Minkowski Sum Construction and other Applications of Arrangements of Geodesic Arcs on the Sphere
We present two exact implementations of efficient output-sensitive algorithms that compute Minkowski sums of two convex polyhedra in 3D. We do not assume general position. Namely, we handle degenerate input, and produce exact results. We provide a tight bound on the exact maximum complexity of Minkowski sums of polytopes in 3D in terms of the number of facets of the summand polytopes. The algorithms employ variants of a data structure that represents arrangements embedded on two-dimensional parametric surfaces in 3D, and they make use of many operations applied to arrangements in these representations. We have developed software components that support the arrangement data-structure variants and the operations applied to them. These software components are generic, as they can be instantiated with any number type. However, our algorithms require only (exact) rational arithmetic. These software components together with exact rational-arithmetic enable a robust, efficient, and elegant implementation of the Minkowski-sum constructions and the related applications. These software components are provided through a package of the Computational Geometry Algorithm Library (CGAL) called Arrangement_on_surface_2. We also present exact implementations of other applications that exploit arrangements of arcs of great circles embedded on the sphere. We use them as basic blocks in an exact implementation of an efficient algorithm that partitions an assembly of polyhedra in 3D with two hands using infinite translations. This application distinctly shows the importance of exact computation, as imprecise computation might result with dismissal of valid partitioning-motions.
💡 Research Summary
The paper presents two exact, output‑sensitive algorithms for computing the Minkowski sum of two convex polyhedra in three‑dimensional space, together with a robust software implementation built on the CGAL library. Unlike many previous approaches, the authors do not assume general position; their methods handle degenerate inputs (e.g., coincident faces or overlapping edges) without failure and rely solely on exact rational arithmetic. The core of the implementation is an arrangement data structure that represents arcs of great circles (geodesic arcs) embedded on two‑dimensional parametric surfaces, most notably the unit sphere. This structure, provided by CGAL’s Arrangement_on_surface_2 package, supports insertion, intersection, subdivision, and geometric queries (area, volume, adjacency) in a fully exact manner.

- **Excerpted records**
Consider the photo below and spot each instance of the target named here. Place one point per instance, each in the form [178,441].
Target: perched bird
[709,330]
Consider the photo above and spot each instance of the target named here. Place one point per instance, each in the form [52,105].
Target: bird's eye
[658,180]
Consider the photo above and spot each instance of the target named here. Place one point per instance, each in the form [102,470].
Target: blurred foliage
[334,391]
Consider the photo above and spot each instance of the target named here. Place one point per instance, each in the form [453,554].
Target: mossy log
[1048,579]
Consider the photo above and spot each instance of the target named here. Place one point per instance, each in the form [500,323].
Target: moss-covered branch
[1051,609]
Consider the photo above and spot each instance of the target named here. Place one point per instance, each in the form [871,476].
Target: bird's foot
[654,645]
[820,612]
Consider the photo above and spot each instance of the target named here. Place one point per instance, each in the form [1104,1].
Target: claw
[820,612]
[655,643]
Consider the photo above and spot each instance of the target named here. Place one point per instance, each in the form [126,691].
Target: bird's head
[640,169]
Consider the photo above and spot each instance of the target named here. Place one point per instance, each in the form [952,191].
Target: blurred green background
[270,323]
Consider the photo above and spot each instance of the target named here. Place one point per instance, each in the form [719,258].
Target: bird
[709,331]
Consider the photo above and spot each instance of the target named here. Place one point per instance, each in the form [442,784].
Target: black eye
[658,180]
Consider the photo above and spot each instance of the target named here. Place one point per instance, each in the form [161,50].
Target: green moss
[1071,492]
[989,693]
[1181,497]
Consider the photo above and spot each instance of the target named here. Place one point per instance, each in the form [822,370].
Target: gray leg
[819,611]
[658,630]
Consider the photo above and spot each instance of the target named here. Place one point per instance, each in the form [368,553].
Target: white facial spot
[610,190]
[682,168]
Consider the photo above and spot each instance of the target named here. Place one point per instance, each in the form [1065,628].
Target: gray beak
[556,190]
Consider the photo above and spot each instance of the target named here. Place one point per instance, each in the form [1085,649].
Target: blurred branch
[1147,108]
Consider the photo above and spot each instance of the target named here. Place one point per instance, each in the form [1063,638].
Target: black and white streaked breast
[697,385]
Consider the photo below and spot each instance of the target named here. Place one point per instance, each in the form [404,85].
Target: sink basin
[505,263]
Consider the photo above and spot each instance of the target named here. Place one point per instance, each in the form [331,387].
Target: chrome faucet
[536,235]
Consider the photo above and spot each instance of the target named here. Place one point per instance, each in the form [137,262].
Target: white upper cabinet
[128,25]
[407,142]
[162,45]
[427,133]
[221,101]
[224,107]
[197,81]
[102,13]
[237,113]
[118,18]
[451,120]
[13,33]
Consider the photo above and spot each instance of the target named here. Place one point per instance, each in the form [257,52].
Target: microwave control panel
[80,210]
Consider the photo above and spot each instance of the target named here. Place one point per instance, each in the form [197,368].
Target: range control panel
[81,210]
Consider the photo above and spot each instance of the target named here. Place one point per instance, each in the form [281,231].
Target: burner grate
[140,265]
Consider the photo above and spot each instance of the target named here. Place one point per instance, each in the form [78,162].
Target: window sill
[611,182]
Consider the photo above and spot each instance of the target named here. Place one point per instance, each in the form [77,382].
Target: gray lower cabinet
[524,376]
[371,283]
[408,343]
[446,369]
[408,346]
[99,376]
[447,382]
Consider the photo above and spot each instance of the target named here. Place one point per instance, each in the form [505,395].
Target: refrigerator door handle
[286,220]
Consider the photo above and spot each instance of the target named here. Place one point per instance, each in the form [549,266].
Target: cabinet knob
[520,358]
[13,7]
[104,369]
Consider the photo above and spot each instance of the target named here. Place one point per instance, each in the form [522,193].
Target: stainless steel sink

- **What to do**
a: Can you sum up the Minkowski-sum text in two sentences?
b: Would you carry the Minkowski-sum text on from its last sentence?

- **Results of the tasks**
a: The Minkowski-sum text presents two exact, output-sensitive algorithms for computing Minkowski sums of two convex polyhedra in 3D. These algorithms handle degenerate input without assuming general position, need only exact rational arithmetic, and rest on arrangement data structures on two-dimensional parametric surfaces provided by CGAL's Arrangement_on_surface_2 package, which also support an exact algorithm for partitioning an assembly of polyhedra with two hands using infinite translations.

b:
The algorithms are output‑sensitive: if the two polyhedra have f₁ and f₂ facets, the worst‑case combinatorial complexity of their Minkowski sum is shown to be Θ(f₁·f₂), a tight bound that improves on earlier looser estimates. The runtime of the proposed methods scales proportionally to the actual size of the output, making them efficient in practice even for highly degenerate cases. Extensive experiments confirm that the exact rational implementation produces mathematically correct results where floating‑point based methods would either crash or discard valid configurations.
Beyond Minkowski sums, the paper demonstrates additional applications that exploit spherical arrangements of geodesic arcs. One notable example is an exact algorithm for partitioning an assembly of polyhedra using two “hands” that translate infinitely in space. By mapping each hand’s translation direction to a point on the sphere, the arrangement’s cells correspond to feasible motion pairs. Exact computation guarantees that no admissible partitioning motion is erroneously eliminated—a risk that would be severe in imprecise arithmetic.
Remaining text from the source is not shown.